→ **Given request**: Reproduce the entire listing below line by line, leaving out the pictures. Scale each answer coordinate by 2.25 and round it to the nearest whole number, rounding halves up, and keep every other number unchanged.

→ **Data entries**:
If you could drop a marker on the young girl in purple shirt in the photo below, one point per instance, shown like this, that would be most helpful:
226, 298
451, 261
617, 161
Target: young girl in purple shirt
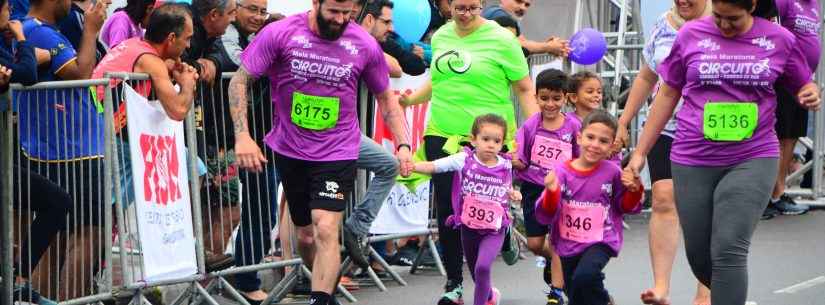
482, 188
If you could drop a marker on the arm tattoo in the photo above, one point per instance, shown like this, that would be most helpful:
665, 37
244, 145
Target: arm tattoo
237, 100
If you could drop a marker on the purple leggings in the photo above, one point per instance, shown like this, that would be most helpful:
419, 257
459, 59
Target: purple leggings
481, 250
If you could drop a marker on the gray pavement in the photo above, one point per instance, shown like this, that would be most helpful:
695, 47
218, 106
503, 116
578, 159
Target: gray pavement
787, 267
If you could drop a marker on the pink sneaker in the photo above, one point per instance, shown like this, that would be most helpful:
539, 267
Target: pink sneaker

→ **Task response**:
If you could drop a marker on the young girl in purple shirt in the photo below, one point per instance, shown like this, that would be most helpful:
226, 298
451, 261
617, 161
Target: young girl in purple shirt
1085, 423
If you could drop a marker on the arm tattoo in the photo above, one point per instance, shown like this, that would be most helpful:
665, 37
244, 145
Target: arm tattoo
533, 225
If you could drop a marker on the purple leggings in the photo above, one point per instance, shown like this, that would be most helpful:
419, 257
459, 59
Target: purple leggings
1082, 563
If you could drop a marker on the gray pavement in the photo above, one point per instance, shown like this, that would be most helpful:
695, 47
218, 106
503, 116
578, 159
Target: gray pavement
1771, 601
If you could drop a marker on the pink sneaker in the photo above, one point per instance, shown like this, that would be most helpful:
539, 267
Target: pink sneaker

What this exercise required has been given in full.